> Reading text
▽
The Gruffalo Relaxed Performance
Prior to the performance all the cast were introduced and we were told which parts they would be playing (these had as previously been mentioned provided in the parent pack). Charlie Guest was The Narrator and Gruffalo; Will Towler was the Narrator, Fox, Snake and Owl; and Ellie Bell was the mouse.
Also we were told about the room that we could do pretty much whatever we needed, that we could get up, make noise, come and go. They did ask if any feedback could be fed to them to help improve future performances and a questionnaire was available at the end (to either fill in there or to post back to them). We were even allowed to take as many photographs as we liked, as long as the flash was off. I think this help many children with special needs as I saw a lot of them happily snapping away.
The Gruffalo Live Relaxed Performance itself was amazing. Just the right duration, with a fantastic mixture of songs, attractive costumes, humour, action and audience participation. We were pleased to see that it was not just a reading of the (much loved) Julia Donaldson & Axel Scheffler book. Theatre Company Tall Stories had adapted it for the stage with its own added bits and extra twists. I think the scenery/lighting was a good balance of not being under or over stimulating and the small cast meant that it was not overwhelming.
Relaxed Performance Improvements
The one thing I did notice is that no consideration had been taken into the differences between children’s needs. For example my son is a sensory seeker – and his needs are quite different to a sensory avoider. There was a lady who was worried about her son who needed to run up and down because the doors were open (and may wonder off or play with them). Her other concern was that he may try to get on stage. I know that all needs cannot be met, as children are so different. Maybe finding out why parents want to come to the performances and exactly how things could be made better will help though. In this case I think an enclosed space for the boy to run would have helped. Our son came in a Gruffalo outfit, which met most of his sensory needs. I liked that there were things for sale before the performance – such as Gruffalo soft toys – which could also have helped with the sensory experience. However, his costume could have upset certain children, and other children wanted to touch him (which is fine with us) but might not have been with other children.
△
> Work instructions
[A] Decide whether each statement agrees with the Gruffalo review, answering yes or no and quoting the deciding words: (i) Flash photography was allowed during the show. (ii) Ellie Bell played the mouse. (iii) The questionnaire had to be completed at the venue.
[B] Please write out the part of the Gruffalo review that begins with "Also we were" and ends with "happily snapping away.", changing "photographs" to "pictures".

> Extracted information
▽
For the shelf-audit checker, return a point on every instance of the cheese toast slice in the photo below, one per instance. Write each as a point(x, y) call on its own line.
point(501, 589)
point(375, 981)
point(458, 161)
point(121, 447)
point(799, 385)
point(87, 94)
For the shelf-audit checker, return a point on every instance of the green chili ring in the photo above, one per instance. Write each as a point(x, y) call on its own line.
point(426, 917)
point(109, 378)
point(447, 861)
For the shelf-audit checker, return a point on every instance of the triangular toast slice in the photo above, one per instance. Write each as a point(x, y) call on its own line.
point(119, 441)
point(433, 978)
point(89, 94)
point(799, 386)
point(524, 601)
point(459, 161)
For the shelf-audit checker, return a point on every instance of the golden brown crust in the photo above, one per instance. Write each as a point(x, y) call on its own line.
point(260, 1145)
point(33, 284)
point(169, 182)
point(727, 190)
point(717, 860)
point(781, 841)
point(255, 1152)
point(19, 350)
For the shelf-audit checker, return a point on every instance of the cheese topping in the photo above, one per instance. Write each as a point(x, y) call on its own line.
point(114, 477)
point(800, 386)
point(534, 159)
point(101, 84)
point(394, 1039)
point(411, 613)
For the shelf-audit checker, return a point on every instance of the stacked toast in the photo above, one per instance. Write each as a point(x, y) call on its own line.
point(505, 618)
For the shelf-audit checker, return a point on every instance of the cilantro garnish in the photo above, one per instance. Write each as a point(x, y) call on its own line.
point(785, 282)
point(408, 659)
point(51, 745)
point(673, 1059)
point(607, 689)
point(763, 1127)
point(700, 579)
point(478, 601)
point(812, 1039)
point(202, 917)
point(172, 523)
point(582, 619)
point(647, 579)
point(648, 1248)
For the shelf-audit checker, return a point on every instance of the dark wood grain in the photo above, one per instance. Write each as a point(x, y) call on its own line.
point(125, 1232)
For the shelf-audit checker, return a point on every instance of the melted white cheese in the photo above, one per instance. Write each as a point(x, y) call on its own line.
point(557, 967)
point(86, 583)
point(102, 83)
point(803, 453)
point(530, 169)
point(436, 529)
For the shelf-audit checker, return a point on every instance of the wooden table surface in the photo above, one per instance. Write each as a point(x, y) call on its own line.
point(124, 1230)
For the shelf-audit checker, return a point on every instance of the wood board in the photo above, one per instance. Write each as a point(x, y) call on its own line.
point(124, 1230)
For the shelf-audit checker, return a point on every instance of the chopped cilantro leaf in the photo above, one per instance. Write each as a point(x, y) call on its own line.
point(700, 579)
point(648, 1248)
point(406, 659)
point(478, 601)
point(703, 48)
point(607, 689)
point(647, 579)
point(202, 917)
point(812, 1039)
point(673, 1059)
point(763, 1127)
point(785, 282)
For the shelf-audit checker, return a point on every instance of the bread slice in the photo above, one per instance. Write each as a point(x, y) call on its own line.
△
> Activity answers
[A]
(i) No: "as long as the flash was off"
(ii) Yes: "Ellie Bell was the mouse"
(iii) No: "to either fill in there or to post back to them"

[B]
Also we were told about the room that we could do pretty much whatever we needed, that we could get up, make noise, come and go. They did ask if any feedback could be fed to them to help improve future performances and a questionnaire was available at the end (to either fill in there or to post back to them). We were even allowed to take as many pictures as we liked, as long as the flash was off. I think this help many children with special needs as I saw a lot of them happily snapping away.